Task brief | According to the song reviews, where and when did the dB's record "World to Cry"?

Listen to the opening salvo, just that first three seconds of guitar. No point in even trying to describe the sound (rubbery-chimy-dissonant-melodic?; like I said, no point), and the delicious sense of anticipation generated as it leads smack into the concise lines and elegant modulation of the rest of the intro. And then Peter Holsapple opens his mouth and there it is, the dB’s are back. Who’d have thought? Alternative before there was alternative, indie before there was indie, the North Carolina-born, NYC-generated dB’s pioneered what became known by the genre police as “jangle-pop”: a post-punk (late ’70s, early ’80s) reformulation of ’60s folk rock with chiming guitars and stellar melodies. These are indeed the dB’s in their original formation–Holsapple, Chris Stamey, Will Rigby, and Gene Holder: the same guys who recorded the first two (some might say classic) dB’s albums, Stands for Decibels and Repercussion. While this song might not on its own give you a sense of how resplendent this band could be back in the day if you don’t already know who they are, neither (I don’t think) will it disappoint you if you do already know who they are and what they were. The guitar riff from the opening three seconds spreads out as a recurring melodic anchor; Holsapple’s sweet-weary vocal style is as charming as ever; and the song displays characteristic dB’s smarts through its effective alternation of major and minor chords and 6/4 and 4/4 measures. “World to Cry” is one of an album’s worth of songs the band recorded in Hoboken in January; while they await a record deal, the song is available as an MP3 on the band’s site.


“Oh Mandy” – the Spinto Band

Radiohead meets the Electric Light Orchestra at Adrian Belew’s house. From the neat staccato dissonance of the opening measures through its gorgeous chords and sprightly vibe, this is one brilliant piece of 21st-century pop, the simplicity and directness of its surface producing a song shot through with depth and strength. Notice for instance how the verse and the chorus are pretty much identical, musically, then notice how this similarity is used to ravishing effect when the song breaks off for an extended bridge at 2:00: the musical tension builds and deepens as the bridge shifts at 2:21—it seems as if we’re heading back to the verse but instead the song veers a couple of times into a new, neatly unresolved chord before triumphantly returning to the verse at 2:36 with more urgent instrumentation and a wonderful new vocal harmony. This young seven-piece (!) band from Delaware—which has been recording since the band members were in middle school—has a sparkling future if this is any indication. “Oh Mandy” is from the band’s debut full-length, Nice and Nicely Done, released last month on Bar-None Records. The MP3 is available via Spintonic.net. Many thanks to Bruce at Some Velvet Blog for the lead.

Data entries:
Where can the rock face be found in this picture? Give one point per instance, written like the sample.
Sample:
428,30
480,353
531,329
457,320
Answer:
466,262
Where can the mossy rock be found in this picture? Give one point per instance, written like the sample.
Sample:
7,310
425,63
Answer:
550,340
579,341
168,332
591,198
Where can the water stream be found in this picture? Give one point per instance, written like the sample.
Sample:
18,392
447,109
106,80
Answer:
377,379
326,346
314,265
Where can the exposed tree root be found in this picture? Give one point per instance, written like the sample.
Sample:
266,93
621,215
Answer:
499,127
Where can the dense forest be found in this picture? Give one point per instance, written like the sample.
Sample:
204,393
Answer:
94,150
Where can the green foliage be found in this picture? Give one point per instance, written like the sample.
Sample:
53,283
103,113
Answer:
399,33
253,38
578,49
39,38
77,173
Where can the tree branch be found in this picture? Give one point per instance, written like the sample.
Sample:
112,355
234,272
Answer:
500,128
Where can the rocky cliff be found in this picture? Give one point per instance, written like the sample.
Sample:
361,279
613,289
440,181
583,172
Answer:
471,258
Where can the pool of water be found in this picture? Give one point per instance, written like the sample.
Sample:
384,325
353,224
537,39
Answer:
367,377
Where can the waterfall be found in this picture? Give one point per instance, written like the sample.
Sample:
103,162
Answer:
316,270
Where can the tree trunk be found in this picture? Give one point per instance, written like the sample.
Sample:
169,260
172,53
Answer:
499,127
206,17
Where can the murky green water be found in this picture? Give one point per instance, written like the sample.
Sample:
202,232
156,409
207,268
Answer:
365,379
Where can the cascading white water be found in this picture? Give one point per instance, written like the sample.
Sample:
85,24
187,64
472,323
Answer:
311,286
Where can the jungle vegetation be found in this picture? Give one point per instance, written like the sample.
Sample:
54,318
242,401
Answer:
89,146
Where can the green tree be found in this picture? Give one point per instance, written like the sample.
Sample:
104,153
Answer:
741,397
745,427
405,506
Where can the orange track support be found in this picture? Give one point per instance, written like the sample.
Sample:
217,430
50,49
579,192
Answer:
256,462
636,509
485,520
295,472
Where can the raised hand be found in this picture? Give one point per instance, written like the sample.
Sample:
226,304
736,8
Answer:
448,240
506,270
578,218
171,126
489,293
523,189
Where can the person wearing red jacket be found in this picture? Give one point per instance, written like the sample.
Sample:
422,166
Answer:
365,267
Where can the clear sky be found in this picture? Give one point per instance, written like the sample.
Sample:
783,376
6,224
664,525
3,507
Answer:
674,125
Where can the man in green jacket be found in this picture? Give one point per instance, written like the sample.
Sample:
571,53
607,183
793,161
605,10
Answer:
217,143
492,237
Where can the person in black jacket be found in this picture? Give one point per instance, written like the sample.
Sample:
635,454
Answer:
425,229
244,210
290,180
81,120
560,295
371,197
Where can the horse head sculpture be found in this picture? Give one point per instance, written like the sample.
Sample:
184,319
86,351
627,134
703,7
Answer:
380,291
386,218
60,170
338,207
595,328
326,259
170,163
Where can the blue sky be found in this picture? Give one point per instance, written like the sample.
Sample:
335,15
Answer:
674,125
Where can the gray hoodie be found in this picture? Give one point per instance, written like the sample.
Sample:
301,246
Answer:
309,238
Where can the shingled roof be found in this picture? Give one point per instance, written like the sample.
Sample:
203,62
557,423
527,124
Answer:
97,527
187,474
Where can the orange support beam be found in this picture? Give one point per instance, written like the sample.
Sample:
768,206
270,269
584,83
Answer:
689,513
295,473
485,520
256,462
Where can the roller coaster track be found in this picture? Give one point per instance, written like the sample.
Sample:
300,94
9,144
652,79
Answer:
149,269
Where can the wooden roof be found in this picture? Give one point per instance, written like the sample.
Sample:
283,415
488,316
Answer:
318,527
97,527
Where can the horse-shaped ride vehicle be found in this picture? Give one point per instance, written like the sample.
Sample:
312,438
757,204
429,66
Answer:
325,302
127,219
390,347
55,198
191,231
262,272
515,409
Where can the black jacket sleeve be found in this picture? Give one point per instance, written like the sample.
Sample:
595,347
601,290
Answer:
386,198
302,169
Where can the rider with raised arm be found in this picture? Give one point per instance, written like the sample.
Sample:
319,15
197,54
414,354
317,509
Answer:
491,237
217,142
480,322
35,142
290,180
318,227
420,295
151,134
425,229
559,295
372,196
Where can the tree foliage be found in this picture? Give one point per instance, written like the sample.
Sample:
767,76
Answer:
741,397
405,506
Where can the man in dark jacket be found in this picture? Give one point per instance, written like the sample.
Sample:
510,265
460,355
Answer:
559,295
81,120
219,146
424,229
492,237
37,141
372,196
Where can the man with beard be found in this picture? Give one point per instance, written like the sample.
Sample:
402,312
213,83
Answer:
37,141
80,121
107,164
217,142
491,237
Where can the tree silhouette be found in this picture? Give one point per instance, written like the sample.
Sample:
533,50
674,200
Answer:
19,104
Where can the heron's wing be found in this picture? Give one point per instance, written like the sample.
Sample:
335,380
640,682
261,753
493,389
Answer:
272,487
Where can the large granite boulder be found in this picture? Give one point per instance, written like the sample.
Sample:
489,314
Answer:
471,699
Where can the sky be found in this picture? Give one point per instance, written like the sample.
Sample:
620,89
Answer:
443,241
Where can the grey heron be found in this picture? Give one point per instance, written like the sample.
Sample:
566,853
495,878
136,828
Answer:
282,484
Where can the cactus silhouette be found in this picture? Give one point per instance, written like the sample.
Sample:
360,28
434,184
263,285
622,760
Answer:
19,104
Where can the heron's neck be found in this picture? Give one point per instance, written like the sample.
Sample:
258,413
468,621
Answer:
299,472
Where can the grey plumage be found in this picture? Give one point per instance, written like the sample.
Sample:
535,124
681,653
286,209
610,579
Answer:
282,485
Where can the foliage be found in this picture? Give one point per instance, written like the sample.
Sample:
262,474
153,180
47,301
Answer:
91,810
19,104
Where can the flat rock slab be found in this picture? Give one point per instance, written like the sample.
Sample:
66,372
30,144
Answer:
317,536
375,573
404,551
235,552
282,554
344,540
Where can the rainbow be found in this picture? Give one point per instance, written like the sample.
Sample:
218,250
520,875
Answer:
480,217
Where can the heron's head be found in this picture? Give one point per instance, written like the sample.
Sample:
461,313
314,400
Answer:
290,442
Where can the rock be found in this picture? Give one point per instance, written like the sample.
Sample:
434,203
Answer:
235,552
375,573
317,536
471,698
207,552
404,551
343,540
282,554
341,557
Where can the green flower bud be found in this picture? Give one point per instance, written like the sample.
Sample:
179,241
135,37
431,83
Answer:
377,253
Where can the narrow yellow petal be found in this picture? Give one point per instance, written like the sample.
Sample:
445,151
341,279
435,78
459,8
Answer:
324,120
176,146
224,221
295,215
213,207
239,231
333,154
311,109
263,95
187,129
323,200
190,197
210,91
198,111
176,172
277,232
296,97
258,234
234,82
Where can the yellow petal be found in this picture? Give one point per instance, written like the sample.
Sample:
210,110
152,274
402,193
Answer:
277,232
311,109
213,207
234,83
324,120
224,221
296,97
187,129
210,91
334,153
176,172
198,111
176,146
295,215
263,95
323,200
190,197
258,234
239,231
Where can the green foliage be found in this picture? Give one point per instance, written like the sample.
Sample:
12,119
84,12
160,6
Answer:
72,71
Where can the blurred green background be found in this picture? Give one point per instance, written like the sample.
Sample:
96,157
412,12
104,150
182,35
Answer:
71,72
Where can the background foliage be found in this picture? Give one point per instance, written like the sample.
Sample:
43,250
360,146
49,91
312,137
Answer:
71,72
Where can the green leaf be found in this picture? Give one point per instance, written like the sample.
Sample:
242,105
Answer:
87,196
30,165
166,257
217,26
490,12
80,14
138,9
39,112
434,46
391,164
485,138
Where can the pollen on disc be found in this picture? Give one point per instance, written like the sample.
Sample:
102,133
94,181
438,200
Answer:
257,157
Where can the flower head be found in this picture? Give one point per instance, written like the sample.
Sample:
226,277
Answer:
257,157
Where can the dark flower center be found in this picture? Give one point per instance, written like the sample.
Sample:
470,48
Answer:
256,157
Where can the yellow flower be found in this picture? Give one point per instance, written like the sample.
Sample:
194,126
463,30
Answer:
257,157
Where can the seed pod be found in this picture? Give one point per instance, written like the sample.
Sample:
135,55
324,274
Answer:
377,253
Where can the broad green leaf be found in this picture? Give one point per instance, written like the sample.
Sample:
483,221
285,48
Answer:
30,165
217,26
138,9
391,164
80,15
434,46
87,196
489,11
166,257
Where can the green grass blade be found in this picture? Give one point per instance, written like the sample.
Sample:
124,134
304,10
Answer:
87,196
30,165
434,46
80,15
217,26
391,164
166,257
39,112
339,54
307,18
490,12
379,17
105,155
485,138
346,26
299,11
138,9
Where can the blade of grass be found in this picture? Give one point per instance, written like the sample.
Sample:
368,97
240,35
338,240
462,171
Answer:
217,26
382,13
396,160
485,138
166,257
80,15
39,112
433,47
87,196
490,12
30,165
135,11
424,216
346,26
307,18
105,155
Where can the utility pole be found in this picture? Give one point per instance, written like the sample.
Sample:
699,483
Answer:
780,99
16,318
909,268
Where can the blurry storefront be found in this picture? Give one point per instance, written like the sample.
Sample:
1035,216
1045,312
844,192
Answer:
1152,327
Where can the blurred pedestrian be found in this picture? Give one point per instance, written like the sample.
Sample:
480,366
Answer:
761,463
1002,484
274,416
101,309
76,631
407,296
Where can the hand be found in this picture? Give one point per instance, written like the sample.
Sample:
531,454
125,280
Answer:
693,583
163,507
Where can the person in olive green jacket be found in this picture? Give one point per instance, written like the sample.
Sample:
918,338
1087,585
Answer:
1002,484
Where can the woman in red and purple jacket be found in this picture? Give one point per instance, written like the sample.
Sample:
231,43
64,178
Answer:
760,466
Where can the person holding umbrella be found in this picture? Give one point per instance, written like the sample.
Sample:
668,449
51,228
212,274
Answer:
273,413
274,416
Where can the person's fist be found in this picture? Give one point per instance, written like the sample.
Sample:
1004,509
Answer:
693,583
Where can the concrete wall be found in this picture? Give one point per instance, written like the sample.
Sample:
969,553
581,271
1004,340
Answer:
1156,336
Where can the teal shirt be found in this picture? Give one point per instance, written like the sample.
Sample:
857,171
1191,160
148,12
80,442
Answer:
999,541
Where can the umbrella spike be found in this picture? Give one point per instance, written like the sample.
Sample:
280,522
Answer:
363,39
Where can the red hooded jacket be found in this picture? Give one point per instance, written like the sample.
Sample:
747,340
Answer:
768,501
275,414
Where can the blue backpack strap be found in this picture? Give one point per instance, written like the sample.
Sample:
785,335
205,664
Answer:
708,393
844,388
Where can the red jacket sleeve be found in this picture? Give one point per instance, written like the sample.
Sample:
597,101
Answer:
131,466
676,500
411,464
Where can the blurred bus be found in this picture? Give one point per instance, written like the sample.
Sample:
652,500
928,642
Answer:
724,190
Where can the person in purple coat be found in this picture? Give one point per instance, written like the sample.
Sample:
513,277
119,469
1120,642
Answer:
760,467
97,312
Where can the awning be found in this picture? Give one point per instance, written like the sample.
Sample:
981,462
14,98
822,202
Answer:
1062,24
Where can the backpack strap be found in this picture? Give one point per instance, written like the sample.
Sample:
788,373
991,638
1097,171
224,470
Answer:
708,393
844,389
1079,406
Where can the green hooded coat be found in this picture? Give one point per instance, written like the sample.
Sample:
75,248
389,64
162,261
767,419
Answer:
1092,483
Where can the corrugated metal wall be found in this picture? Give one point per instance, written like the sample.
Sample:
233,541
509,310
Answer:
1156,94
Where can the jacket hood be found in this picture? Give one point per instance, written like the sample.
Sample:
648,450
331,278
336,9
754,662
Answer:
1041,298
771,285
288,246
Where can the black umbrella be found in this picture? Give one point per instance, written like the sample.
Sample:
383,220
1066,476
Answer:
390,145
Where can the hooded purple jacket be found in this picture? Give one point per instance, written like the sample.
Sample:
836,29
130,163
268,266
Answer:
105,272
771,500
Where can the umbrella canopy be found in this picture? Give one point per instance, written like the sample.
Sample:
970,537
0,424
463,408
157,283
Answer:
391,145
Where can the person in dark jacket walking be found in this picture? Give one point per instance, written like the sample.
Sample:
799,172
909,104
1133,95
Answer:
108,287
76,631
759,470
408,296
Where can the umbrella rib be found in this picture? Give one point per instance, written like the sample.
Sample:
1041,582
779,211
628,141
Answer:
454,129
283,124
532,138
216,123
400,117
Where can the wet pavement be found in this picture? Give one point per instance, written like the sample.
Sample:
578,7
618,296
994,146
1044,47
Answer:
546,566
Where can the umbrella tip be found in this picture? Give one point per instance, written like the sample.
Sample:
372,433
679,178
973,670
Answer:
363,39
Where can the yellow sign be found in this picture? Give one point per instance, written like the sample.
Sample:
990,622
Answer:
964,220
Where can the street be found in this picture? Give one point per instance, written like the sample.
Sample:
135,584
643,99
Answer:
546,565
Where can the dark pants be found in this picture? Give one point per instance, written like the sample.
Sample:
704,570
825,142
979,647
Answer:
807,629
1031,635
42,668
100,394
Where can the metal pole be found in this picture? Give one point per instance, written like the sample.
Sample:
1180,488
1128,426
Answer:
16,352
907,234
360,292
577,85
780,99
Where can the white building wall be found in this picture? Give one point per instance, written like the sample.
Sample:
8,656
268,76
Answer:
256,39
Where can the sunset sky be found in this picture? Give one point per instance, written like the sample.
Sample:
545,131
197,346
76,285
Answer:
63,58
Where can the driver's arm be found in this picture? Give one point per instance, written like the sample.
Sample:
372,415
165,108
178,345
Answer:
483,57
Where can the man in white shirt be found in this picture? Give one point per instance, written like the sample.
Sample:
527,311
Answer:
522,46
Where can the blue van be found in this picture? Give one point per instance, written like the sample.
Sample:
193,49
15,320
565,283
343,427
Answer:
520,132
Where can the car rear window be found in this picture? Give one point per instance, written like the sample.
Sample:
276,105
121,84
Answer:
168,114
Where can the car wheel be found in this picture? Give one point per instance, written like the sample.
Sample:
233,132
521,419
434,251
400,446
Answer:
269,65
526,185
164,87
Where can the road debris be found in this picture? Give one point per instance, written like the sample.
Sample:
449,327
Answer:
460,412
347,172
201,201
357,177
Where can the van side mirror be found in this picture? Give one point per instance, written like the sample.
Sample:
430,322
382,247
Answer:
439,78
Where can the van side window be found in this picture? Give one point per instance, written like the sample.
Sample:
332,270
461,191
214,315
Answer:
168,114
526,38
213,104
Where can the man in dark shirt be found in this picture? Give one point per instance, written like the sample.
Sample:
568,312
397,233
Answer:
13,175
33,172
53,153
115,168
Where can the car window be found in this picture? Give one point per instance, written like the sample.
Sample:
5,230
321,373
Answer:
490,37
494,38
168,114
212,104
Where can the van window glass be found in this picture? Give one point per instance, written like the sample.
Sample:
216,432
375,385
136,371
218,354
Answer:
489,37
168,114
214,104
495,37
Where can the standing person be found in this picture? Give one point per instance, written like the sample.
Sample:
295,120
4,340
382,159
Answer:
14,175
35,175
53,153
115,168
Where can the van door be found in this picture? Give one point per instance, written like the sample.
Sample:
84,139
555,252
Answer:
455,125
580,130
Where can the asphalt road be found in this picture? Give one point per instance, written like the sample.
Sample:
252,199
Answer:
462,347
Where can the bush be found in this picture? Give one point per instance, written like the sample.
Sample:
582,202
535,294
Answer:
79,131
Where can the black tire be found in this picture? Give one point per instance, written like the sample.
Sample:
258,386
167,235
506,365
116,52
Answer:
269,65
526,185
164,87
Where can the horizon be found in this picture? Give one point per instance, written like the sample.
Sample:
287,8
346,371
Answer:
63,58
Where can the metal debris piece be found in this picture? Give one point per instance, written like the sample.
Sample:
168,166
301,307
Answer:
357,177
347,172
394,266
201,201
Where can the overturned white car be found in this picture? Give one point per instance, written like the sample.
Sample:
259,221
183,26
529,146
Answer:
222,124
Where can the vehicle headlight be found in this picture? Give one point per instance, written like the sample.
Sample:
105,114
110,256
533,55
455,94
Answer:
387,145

Response to the task | In Hoboken, in January.